Output the material below unchanged, apart from leaving out the pictures.
+ + + + + + +
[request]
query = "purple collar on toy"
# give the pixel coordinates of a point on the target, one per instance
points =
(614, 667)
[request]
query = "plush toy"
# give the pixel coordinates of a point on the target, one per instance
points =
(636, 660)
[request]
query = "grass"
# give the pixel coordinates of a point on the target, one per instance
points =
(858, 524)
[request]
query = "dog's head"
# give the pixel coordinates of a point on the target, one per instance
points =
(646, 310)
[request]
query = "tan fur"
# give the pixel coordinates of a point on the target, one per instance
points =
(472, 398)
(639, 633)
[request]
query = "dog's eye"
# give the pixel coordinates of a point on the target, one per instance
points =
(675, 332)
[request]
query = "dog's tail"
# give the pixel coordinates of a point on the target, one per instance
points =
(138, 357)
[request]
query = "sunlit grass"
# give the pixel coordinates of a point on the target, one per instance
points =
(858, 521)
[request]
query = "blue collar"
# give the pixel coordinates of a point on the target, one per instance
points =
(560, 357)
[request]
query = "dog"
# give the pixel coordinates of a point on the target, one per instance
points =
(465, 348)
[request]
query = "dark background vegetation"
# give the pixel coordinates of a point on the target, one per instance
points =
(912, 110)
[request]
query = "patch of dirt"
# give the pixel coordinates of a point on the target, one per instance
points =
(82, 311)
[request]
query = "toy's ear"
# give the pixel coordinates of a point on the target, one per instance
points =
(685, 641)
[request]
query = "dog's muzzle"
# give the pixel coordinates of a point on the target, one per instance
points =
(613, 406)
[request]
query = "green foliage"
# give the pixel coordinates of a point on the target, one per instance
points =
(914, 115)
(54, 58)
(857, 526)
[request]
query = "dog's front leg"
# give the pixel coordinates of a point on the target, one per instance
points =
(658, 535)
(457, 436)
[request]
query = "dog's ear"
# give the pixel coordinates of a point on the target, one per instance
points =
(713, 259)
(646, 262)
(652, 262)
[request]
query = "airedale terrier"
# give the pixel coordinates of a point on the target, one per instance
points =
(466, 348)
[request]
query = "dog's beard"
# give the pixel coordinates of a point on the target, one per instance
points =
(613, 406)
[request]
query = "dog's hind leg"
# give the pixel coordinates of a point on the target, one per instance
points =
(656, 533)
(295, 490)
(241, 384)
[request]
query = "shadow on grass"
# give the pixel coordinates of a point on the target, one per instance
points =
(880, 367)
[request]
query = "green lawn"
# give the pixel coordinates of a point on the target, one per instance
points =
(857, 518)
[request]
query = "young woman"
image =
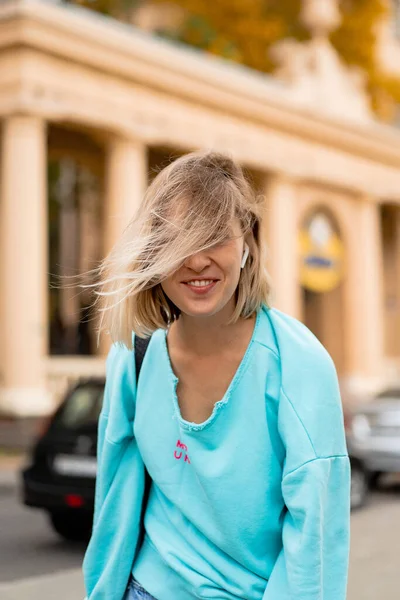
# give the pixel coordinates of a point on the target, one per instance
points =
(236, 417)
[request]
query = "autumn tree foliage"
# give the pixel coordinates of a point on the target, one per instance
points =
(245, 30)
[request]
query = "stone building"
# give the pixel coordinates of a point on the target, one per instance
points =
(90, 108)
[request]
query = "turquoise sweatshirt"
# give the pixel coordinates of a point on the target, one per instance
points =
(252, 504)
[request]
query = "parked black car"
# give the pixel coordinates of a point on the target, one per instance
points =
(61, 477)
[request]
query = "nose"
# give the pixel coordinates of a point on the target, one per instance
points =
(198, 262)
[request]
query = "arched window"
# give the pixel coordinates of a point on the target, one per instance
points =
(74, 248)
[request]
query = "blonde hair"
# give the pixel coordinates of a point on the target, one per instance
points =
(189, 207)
+ + + + + + +
▶ _Output for this task_
[request]
query = "purple collar on toy"
# give the pixel coordinates of a point on the target, one per instance
points =
(614, 667)
[request]
query = "plush toy"
# give the pixel coordinates of a point on the target, one per instance
points =
(636, 660)
[request]
query = "grass"
# give the pixel coordinates of a point on the target, one per instance
points =
(858, 524)
[request]
query = "dog's head"
# give the pixel coordinates of a point on the target, one per instance
points =
(646, 310)
[request]
query = "tan fur"
# give the pixel coordinates of a point on the target, one per instance
points =
(472, 398)
(639, 633)
[request]
query = "dog's eye"
# give the pixel coordinates of a point on the target, one per instance
points =
(675, 332)
[request]
query = "dog's tail"
# give the pixel coordinates of a point on the target, one per instance
points =
(138, 357)
[request]
query = "sunlit grass"
# give the pixel coordinates of a point on the target, one per instance
points =
(858, 521)
[request]
query = "blue collar"
# give the pixel coordinates of a point on the target, one per instance
points =
(560, 357)
[request]
query = "dog"
# give the pixel coordinates of a point on the target, one per instance
points =
(465, 348)
[request]
query = "dark background vegetation"
# give the pixel coordinates of a point on the target, one per instance
points =
(912, 110)
[request]
query = "patch of dirt"
# give the pixel coordinates of a point on the target, one per instance
points =
(82, 311)
[request]
query = "toy's ear"
# give the pixel coordinates of a point on the target, one per instance
points =
(685, 641)
[request]
query = "dog's muzzle"
# give the pixel coordinates of a point on the target, one per instance
points =
(613, 406)
[request]
query = "green foliage"
# give the pixel coordinates of a point on the target, one per instance
points =
(914, 115)
(54, 58)
(857, 526)
[request]
query = "dog's front leg"
# give the pixel coordinates of a point on the target, one per instance
points =
(658, 535)
(457, 436)
[request]
query = "dog's ear"
# give the pixel coordinates of a point on the target, one per instance
points =
(713, 259)
(646, 262)
(652, 262)
[request]
query = "airedale terrier"
# give the pixel coordinates of a point on the target, one per instance
points =
(466, 348)
[request]
query = "dog's beard"
# give the pixel coordinates of a point on the target, one per instance
points =
(613, 406)
[request]
query = "dog's hind leg"
# give the pixel coordinates of a point on the target, one per instance
points =
(656, 533)
(295, 490)
(241, 384)
[request]
query = "shadow on grass"
# give the pixel coordinates of a point on the target, one per instance
points =
(880, 367)
[request]
query = "green lawn"
# give the pixel coordinates of a point on the target, one per instance
points =
(857, 518)
[request]
query = "young woman"
image =
# give the pixel coordinates of a point on the target, one per instance
points =
(236, 417)
[request]
query = "autumn tree foliage"
# give the pixel coordinates of a point on the target, one per instance
points =
(245, 30)
[request]
query = "stone building"
# give the pixel coordinates of a point on the target, one per instance
points =
(90, 108)
[request]
query = "turquoise sweatshirt"
# give the pixel coordinates of a point on the target, one per instance
points =
(252, 504)
[request]
query = "parked black car"
# give the pixel coordinates of a point on the target, one per instance
points =
(61, 477)
[request]
query = "nose"
# give the pixel coordinates of a point on the target, one per instance
points =
(198, 262)
[request]
query = "arched window"
# give the pixel coordinates of a point on the target, one per instance
points =
(74, 248)
[request]
query = "blonde hair"
# give the pixel coordinates of a point on the target, one per instance
points =
(189, 207)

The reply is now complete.